Exercise data START

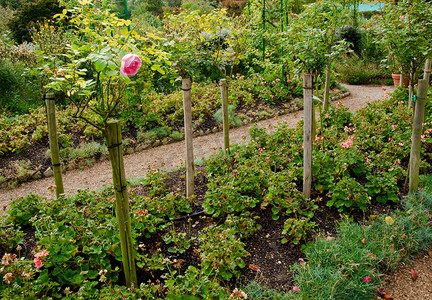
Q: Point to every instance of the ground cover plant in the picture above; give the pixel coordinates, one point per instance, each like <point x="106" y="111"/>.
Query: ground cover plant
<point x="82" y="73"/>
<point x="205" y="247"/>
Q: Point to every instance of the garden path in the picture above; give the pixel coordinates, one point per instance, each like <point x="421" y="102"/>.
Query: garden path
<point x="171" y="156"/>
<point x="400" y="284"/>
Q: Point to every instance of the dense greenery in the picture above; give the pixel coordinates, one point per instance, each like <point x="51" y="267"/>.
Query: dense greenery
<point x="358" y="159"/>
<point x="368" y="155"/>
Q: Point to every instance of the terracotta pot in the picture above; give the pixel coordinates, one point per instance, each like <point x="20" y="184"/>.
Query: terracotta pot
<point x="396" y="80"/>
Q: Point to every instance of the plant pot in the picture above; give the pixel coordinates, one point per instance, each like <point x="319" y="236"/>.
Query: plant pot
<point x="396" y="80"/>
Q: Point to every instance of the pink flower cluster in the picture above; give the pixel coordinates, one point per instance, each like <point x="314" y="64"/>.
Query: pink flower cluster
<point x="37" y="260"/>
<point x="347" y="143"/>
<point x="7" y="258"/>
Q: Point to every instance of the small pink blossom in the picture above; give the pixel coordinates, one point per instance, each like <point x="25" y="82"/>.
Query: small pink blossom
<point x="347" y="143"/>
<point x="7" y="278"/>
<point x="41" y="254"/>
<point x="130" y="64"/>
<point x="238" y="294"/>
<point x="38" y="263"/>
<point x="24" y="274"/>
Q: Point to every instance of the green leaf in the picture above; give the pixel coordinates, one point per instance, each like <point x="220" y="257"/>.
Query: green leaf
<point x="100" y="65"/>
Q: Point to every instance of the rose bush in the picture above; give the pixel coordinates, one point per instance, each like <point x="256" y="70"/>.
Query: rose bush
<point x="130" y="64"/>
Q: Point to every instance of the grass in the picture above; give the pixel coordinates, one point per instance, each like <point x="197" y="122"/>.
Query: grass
<point x="351" y="265"/>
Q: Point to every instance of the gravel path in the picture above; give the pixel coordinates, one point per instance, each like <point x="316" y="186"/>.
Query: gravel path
<point x="400" y="284"/>
<point x="172" y="155"/>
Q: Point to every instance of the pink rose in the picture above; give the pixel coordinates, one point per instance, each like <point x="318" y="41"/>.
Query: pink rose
<point x="38" y="262"/>
<point x="7" y="278"/>
<point x="130" y="64"/>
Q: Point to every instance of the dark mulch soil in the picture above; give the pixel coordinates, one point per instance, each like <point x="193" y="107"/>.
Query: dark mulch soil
<point x="266" y="250"/>
<point x="35" y="154"/>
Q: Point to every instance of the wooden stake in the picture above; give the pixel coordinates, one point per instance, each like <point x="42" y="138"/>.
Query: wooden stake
<point x="187" y="106"/>
<point x="307" y="133"/>
<point x="416" y="136"/>
<point x="115" y="148"/>
<point x="224" y="100"/>
<point x="427" y="71"/>
<point x="327" y="90"/>
<point x="53" y="138"/>
<point x="426" y="76"/>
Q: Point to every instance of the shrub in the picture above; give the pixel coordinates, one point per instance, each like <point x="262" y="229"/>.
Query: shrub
<point x="356" y="70"/>
<point x="19" y="88"/>
<point x="353" y="35"/>
<point x="31" y="12"/>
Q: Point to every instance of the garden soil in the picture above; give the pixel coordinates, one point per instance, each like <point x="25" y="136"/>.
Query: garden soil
<point x="168" y="157"/>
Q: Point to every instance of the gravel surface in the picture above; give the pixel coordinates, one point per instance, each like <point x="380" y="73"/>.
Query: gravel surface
<point x="400" y="285"/>
<point x="171" y="156"/>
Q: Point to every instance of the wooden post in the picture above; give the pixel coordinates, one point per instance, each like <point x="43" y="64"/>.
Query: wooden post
<point x="416" y="136"/>
<point x="187" y="106"/>
<point x="427" y="71"/>
<point x="307" y="133"/>
<point x="115" y="148"/>
<point x="426" y="76"/>
<point x="53" y="139"/>
<point x="327" y="90"/>
<point x="224" y="100"/>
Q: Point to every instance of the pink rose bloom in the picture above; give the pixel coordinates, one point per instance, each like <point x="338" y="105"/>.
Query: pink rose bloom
<point x="347" y="144"/>
<point x="41" y="254"/>
<point x="24" y="274"/>
<point x="38" y="262"/>
<point x="7" y="277"/>
<point x="130" y="64"/>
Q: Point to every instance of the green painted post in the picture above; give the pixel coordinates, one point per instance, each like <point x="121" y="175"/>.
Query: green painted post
<point x="53" y="139"/>
<point x="416" y="136"/>
<point x="224" y="100"/>
<point x="115" y="148"/>
<point x="307" y="133"/>
<point x="187" y="107"/>
<point x="264" y="29"/>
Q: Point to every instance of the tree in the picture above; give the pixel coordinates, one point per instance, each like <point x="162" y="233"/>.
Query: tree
<point x="30" y="13"/>
<point x="312" y="39"/>
<point x="407" y="35"/>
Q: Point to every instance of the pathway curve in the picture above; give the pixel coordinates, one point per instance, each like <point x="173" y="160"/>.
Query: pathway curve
<point x="172" y="155"/>
<point x="400" y="284"/>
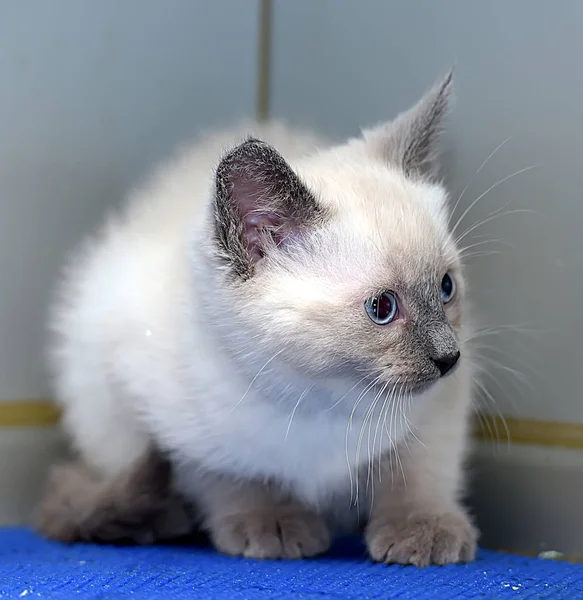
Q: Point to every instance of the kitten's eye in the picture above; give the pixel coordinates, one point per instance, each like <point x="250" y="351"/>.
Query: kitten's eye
<point x="382" y="309"/>
<point x="447" y="288"/>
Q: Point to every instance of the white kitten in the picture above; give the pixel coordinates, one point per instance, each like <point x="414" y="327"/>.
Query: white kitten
<point x="276" y="318"/>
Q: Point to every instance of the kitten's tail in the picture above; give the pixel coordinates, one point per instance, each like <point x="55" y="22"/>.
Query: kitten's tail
<point x="137" y="506"/>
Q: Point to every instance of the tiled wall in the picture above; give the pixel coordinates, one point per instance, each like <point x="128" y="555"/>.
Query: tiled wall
<point x="340" y="64"/>
<point x="92" y="94"/>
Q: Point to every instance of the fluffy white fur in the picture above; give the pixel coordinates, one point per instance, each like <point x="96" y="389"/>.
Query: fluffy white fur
<point x="243" y="385"/>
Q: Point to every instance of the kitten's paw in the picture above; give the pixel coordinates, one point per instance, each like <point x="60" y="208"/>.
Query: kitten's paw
<point x="277" y="533"/>
<point x="422" y="540"/>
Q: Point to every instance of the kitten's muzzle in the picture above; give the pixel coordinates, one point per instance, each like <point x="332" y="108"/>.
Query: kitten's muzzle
<point x="446" y="362"/>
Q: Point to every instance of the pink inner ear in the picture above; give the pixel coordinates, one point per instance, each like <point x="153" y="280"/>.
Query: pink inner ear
<point x="256" y="226"/>
<point x="251" y="197"/>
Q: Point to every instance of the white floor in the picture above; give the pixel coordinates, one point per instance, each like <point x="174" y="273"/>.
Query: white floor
<point x="25" y="456"/>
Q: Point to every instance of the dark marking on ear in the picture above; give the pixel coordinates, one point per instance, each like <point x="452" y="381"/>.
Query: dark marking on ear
<point x="411" y="141"/>
<point x="260" y="204"/>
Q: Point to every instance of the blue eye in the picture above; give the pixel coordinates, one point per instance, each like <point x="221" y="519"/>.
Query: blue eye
<point x="382" y="309"/>
<point x="447" y="288"/>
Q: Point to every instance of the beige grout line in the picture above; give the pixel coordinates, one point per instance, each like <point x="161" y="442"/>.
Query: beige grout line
<point x="264" y="59"/>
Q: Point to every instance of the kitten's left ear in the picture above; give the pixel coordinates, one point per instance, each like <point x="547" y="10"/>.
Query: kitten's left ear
<point x="260" y="206"/>
<point x="411" y="141"/>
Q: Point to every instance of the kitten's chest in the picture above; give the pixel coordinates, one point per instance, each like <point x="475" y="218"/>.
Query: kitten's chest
<point x="317" y="456"/>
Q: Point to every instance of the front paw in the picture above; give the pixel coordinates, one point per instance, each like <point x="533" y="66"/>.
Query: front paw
<point x="282" y="532"/>
<point x="422" y="540"/>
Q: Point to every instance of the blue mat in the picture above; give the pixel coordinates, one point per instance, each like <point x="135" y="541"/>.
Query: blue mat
<point x="31" y="567"/>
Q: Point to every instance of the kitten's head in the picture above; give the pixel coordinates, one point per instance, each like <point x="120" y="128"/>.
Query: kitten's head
<point x="343" y="260"/>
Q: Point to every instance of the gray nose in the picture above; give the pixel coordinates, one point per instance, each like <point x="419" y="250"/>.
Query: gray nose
<point x="446" y="362"/>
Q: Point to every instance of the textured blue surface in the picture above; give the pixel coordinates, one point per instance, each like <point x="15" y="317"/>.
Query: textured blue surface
<point x="31" y="568"/>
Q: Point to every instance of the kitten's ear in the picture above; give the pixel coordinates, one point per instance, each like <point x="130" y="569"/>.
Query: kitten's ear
<point x="411" y="141"/>
<point x="260" y="204"/>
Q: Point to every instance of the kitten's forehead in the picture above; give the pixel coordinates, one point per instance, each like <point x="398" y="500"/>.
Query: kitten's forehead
<point x="375" y="206"/>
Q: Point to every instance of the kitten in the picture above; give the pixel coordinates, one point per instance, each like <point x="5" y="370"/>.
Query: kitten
<point x="283" y="320"/>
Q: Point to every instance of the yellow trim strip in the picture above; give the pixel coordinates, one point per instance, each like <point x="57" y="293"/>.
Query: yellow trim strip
<point x="43" y="413"/>
<point x="28" y="413"/>
<point x="529" y="431"/>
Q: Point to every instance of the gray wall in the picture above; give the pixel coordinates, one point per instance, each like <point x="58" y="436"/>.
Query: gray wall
<point x="93" y="92"/>
<point x="338" y="64"/>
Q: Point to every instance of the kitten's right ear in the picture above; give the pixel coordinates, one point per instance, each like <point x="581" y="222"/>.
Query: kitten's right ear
<point x="411" y="141"/>
<point x="260" y="205"/>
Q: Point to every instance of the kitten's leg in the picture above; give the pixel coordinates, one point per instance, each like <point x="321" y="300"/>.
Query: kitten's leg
<point x="416" y="516"/>
<point x="253" y="520"/>
<point x="135" y="507"/>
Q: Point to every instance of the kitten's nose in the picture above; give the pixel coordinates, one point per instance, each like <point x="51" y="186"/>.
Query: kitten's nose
<point x="446" y="362"/>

Exercise data END

**What is required**:
Find "Query: kitten's right ear" in the records. Copy its line and every line after it, exactly, through the last one.

**Task answer**:
Query: kitten's right ear
<point x="411" y="141"/>
<point x="260" y="205"/>
Q: Point to every instance of the kitten's leg in the picture above; give the pixel coordinates, one point per instance, each like <point x="321" y="300"/>.
Query: kitten's leg
<point x="416" y="516"/>
<point x="253" y="520"/>
<point x="135" y="507"/>
Q: Point to every instance of the kitten's nose in the picture above; give the pixel coordinates, one point per instance, each like <point x="51" y="186"/>.
Query: kitten's nose
<point x="446" y="362"/>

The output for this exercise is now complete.